GOAL
Rewrite the data from the line with "of the teal" to the line with "[[114, 116]]", switching "teal" to "turquoise" and keeping everything else the same. Return only those lines.

STORED RECORDS
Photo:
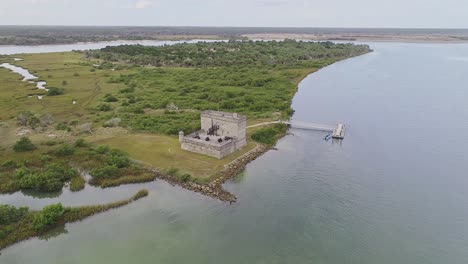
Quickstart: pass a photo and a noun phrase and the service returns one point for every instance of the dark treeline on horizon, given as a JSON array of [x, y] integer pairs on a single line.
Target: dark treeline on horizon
[[37, 35]]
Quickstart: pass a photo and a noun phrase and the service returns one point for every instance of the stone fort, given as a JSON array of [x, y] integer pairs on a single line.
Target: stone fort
[[221, 134]]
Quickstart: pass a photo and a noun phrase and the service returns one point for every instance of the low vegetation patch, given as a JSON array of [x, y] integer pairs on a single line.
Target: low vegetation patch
[[270, 135], [18, 224], [51, 170]]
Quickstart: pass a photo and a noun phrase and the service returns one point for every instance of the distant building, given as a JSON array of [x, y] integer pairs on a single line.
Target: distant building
[[221, 134]]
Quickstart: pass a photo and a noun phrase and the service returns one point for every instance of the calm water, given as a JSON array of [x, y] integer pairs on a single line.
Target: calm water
[[394, 191], [9, 50]]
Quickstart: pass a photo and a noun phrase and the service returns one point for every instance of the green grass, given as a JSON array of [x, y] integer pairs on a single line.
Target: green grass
[[164, 152], [250, 84], [25, 229]]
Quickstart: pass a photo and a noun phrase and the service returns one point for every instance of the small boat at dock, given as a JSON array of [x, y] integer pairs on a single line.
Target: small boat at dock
[[339, 131]]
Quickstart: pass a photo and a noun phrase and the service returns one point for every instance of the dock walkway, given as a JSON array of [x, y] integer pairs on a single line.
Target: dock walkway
[[337, 131]]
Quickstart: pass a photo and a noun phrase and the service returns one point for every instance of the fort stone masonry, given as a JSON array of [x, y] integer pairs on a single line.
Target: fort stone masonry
[[221, 134]]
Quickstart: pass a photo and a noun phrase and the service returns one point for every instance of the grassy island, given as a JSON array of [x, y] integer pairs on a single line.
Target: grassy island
[[135, 99], [112, 116], [18, 224]]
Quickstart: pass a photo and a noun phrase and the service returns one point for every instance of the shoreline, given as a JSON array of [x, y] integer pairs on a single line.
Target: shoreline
[[428, 38]]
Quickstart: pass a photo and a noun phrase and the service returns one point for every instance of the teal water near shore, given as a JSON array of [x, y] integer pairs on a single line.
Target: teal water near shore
[[395, 190]]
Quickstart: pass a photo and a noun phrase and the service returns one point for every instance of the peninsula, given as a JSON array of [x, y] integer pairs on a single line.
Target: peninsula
[[114, 116]]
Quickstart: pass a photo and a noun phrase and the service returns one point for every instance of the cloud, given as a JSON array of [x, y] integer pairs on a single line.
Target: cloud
[[142, 4]]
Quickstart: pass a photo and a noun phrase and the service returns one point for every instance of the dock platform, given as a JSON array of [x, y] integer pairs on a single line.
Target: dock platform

SOLUTION BELOW
Quickstart: pass a photo and a noun phrase and the service returns one point for every instance of the turquoise water near shore, given as a JSON array of [x, y] integer pairs on a single line.
Target: turquoise water near shore
[[395, 190]]
Quickstart: pass a photo and a noun phrase and the service returns one point for every instance of the peninsula, given as a JSON array of [x, y] integer pairs on a single line.
Target: peninsula
[[114, 116]]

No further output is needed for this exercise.